The story gets really repetitive really fast, with Doc visiting bar after bar. Problems are solved not by him, but by his dynamic duo (Ned and Tom) that otherwise don’t play any kind of role in the story. They are able to come up with a few interesting/funny solutions to the Doc’s problems, but there’s nowhere near enough to make up for the book’s general lack of excitement. Again, like BUNTLINE, this was a fast read with loads of dialogue and single-minded characterization. The minimal overall description didn’t help out either. The Wild West just wasn’t in it. It was more about being drunk all the time, and letting down your friends, and the overall lack of consequences after gambling away your future if you’re just good enough at what you do. Kind of depressing, really. It wasn’t bad, although it was definitely a step down from the first in the series.

-------------------------

■ Exercise set:
a: Write out the part of the review that opens with the words containing "The story gets" and closes with "in the series.".
b: Translate this sentence from the review into Spanish: "The minimal overall description didn’t help out either."
The items have no role in this work.

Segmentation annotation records
-------------------------

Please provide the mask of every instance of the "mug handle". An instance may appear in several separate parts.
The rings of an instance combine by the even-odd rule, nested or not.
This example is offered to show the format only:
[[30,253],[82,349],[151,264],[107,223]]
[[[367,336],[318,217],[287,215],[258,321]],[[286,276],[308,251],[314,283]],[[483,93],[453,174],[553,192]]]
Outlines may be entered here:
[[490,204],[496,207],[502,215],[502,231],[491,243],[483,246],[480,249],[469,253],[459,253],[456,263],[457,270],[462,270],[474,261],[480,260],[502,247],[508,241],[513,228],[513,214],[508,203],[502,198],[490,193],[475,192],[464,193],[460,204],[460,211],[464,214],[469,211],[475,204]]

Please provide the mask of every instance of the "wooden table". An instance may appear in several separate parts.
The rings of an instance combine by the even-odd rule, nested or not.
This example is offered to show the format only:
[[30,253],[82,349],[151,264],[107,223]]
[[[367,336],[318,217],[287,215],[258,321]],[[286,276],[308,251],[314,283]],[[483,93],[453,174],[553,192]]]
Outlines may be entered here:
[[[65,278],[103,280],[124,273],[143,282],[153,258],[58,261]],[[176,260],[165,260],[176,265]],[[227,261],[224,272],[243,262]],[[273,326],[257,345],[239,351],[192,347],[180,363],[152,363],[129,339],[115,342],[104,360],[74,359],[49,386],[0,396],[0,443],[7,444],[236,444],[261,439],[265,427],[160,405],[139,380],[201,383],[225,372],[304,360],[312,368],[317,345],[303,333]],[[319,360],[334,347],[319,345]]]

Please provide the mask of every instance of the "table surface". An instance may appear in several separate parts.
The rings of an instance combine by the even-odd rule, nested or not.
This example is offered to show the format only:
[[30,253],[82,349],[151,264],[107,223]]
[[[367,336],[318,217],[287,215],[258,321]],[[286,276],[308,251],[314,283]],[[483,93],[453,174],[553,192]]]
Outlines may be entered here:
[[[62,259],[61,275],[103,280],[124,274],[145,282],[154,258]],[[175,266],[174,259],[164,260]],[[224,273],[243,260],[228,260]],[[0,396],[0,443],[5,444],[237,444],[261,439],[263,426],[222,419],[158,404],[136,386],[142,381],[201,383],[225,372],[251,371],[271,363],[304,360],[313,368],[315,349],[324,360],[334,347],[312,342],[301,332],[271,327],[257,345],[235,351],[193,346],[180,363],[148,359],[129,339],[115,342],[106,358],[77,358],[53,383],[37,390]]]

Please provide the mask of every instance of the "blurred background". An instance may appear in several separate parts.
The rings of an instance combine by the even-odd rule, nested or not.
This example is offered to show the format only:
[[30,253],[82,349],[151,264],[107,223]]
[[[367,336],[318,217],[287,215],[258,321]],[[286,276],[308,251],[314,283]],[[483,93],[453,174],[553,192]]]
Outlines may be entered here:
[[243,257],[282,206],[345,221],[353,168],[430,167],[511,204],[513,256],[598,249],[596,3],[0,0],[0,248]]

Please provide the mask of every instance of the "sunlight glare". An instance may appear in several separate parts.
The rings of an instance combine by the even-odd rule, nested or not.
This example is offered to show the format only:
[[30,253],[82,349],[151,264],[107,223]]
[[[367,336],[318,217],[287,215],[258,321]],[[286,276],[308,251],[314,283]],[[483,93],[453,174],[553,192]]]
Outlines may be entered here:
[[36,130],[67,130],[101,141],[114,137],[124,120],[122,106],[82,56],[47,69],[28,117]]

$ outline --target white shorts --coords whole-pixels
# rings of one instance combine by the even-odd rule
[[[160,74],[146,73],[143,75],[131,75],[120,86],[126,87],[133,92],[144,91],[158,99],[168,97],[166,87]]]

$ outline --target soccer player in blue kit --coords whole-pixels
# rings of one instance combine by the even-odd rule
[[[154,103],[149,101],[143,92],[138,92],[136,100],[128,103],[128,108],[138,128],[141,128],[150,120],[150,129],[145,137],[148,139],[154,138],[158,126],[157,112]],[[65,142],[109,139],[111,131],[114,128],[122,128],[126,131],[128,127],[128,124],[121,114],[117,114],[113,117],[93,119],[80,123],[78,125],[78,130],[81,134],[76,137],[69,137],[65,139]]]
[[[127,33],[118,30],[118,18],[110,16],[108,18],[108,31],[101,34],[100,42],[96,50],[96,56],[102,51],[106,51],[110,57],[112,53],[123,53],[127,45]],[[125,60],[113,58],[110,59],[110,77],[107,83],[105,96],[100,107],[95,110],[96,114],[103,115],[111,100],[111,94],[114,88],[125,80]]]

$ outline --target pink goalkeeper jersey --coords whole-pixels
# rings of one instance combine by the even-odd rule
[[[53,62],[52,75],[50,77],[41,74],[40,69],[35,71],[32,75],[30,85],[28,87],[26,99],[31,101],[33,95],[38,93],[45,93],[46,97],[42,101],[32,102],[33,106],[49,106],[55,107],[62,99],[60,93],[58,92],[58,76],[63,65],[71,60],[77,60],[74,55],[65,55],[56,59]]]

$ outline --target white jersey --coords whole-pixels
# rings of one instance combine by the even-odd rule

-------------------------

■ The answers:
a:
The story gets really repetitive really fast, with Doc visiting bar after bar. Problems are solved not by him, but by his dynamic duo (Ned and Tom) that otherwise don’t play any kind of role in the story. They are able to come up with a few interesting/funny solutions to the Doc’s problems, but there’s nowhere near enough to make up for the book’s general lack of excitement. Again, like BUNTLINE, this was a fast read with loads of dialogue and single-minded characterization. The minimal overall description didn’t help out either. The Wild West just wasn’t in it. It was more about being drunk all the time, and letting down your friends, and the overall lack of consequences after gambling away your future if you’re just good enough at what you do. Kind of depressing, really. It wasn’t bad, although it was definitely a step down from the first in the series.

b: La escasa descripción general tampoco ayudó.